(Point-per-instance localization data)
********

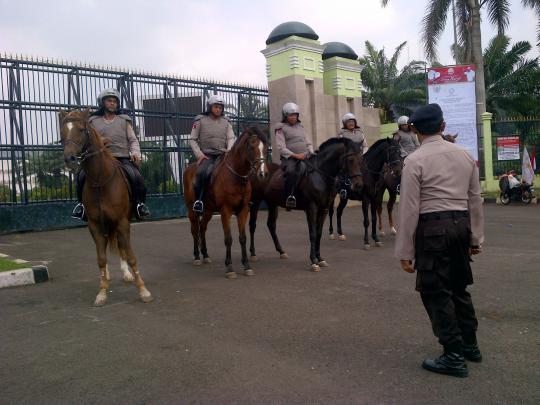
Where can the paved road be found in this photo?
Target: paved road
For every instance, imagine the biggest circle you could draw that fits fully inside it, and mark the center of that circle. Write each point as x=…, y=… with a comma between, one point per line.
x=354, y=333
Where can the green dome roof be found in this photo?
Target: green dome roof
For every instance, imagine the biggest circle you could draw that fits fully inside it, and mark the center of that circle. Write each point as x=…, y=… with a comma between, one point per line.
x=340, y=49
x=290, y=28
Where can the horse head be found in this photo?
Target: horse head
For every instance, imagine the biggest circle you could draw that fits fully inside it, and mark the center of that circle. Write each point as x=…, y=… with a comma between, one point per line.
x=74, y=135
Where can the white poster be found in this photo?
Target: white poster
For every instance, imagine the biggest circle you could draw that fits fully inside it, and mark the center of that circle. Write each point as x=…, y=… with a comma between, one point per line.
x=452, y=87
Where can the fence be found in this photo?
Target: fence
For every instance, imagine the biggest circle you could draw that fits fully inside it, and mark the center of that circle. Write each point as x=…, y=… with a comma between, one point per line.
x=528, y=132
x=162, y=108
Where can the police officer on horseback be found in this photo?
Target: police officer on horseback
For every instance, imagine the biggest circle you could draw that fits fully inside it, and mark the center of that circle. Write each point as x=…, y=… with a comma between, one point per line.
x=120, y=139
x=211, y=136
x=294, y=147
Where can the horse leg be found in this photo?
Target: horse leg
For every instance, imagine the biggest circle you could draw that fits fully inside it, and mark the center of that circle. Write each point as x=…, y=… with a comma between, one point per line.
x=271, y=223
x=195, y=227
x=390, y=208
x=124, y=244
x=331, y=217
x=226, y=222
x=341, y=207
x=207, y=216
x=101, y=248
x=241, y=218
x=374, y=235
x=321, y=215
x=365, y=204
x=253, y=213
x=312, y=226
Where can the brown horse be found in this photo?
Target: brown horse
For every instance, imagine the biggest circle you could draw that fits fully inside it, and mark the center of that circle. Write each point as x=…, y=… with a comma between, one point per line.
x=229, y=193
x=105, y=197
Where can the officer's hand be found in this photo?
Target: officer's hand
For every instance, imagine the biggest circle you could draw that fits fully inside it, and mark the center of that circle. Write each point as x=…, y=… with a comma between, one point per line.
x=406, y=265
x=200, y=160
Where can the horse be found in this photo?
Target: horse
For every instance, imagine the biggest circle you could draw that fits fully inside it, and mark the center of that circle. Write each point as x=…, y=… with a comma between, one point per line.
x=383, y=151
x=105, y=197
x=229, y=193
x=335, y=156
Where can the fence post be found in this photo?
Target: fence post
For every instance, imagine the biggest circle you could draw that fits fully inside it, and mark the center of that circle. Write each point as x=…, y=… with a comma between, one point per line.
x=490, y=184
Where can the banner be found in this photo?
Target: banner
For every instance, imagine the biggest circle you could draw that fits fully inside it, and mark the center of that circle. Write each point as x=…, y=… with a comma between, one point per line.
x=508, y=148
x=452, y=87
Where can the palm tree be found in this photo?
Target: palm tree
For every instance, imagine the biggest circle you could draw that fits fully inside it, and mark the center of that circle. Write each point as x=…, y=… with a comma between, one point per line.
x=469, y=35
x=512, y=80
x=395, y=93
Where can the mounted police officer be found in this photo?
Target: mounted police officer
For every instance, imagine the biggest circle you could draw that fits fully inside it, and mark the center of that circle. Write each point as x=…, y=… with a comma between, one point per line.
x=117, y=129
x=294, y=147
x=406, y=138
x=440, y=227
x=212, y=135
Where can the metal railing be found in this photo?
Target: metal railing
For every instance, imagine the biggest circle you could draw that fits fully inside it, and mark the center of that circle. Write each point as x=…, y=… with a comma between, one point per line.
x=162, y=108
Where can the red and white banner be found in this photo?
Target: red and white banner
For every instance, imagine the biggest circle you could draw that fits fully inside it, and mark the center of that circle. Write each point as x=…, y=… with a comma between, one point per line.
x=452, y=87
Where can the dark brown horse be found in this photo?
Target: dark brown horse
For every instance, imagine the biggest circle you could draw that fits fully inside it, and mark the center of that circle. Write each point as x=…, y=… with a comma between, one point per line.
x=105, y=197
x=316, y=189
x=229, y=193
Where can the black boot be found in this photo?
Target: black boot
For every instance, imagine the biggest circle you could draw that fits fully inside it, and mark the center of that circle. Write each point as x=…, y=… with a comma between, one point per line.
x=449, y=363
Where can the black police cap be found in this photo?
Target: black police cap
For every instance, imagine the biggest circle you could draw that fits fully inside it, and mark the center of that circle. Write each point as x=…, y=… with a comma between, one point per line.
x=427, y=119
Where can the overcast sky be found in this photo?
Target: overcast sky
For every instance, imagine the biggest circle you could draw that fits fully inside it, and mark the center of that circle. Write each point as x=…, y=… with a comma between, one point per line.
x=215, y=39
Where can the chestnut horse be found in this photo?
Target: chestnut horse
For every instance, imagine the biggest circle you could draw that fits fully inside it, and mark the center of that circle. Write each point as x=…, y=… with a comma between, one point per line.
x=105, y=197
x=336, y=156
x=229, y=193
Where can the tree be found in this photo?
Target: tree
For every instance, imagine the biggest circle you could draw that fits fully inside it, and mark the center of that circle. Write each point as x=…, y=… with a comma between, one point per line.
x=395, y=93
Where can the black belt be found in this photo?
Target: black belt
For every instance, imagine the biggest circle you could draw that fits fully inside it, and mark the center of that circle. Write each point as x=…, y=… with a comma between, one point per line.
x=444, y=215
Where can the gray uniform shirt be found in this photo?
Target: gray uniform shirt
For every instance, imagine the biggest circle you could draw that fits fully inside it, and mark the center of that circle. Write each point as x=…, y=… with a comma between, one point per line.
x=291, y=139
x=119, y=131
x=439, y=176
x=211, y=135
x=407, y=141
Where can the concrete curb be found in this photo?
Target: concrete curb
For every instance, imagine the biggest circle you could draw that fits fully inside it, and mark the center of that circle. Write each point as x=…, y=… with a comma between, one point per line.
x=33, y=275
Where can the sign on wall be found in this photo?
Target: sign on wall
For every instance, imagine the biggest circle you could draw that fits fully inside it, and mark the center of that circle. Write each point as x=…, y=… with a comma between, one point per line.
x=508, y=148
x=452, y=87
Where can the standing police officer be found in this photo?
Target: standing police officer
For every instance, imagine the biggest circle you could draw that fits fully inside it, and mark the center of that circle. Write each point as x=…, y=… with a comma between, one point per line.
x=293, y=147
x=405, y=137
x=117, y=129
x=440, y=227
x=211, y=136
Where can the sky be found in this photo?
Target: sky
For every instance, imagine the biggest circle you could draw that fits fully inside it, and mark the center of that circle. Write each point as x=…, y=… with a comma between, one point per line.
x=217, y=40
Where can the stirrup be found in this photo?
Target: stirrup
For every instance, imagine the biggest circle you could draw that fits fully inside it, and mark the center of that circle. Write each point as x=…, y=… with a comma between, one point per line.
x=291, y=202
x=78, y=211
x=198, y=207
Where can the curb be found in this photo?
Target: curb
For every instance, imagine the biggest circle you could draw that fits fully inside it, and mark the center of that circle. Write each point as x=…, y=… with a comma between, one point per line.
x=33, y=275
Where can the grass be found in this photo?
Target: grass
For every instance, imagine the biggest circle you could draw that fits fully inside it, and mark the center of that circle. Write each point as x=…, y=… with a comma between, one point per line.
x=7, y=265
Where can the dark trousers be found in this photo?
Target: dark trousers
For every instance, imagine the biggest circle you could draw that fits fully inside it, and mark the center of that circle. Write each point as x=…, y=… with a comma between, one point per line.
x=204, y=175
x=443, y=273
x=136, y=181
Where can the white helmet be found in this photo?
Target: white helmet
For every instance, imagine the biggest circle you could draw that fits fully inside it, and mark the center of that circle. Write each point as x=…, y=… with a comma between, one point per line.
x=215, y=99
x=348, y=117
x=290, y=108
x=403, y=120
x=108, y=93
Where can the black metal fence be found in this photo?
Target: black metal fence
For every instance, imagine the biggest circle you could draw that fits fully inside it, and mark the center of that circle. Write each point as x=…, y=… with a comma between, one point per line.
x=528, y=131
x=162, y=108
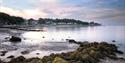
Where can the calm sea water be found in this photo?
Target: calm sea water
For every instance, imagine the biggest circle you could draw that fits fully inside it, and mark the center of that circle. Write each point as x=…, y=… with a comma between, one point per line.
x=53, y=39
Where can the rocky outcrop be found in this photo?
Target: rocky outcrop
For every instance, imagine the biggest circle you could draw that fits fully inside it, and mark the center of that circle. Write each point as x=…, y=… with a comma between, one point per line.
x=15, y=39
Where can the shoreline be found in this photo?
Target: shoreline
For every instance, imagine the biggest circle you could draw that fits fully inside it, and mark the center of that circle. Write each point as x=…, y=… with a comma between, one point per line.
x=94, y=52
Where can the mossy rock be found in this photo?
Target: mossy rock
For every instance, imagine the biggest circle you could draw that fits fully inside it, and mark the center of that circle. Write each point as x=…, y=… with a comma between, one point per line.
x=59, y=60
x=15, y=39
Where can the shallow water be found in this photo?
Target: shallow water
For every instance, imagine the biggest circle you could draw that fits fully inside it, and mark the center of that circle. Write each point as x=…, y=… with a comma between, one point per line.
x=53, y=39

********

## Work item
Every line above in which the word "shirt" occurs is to be copied.

## Response box
Where can the gray uniform shirt be found in this photo?
Target: gray uniform shirt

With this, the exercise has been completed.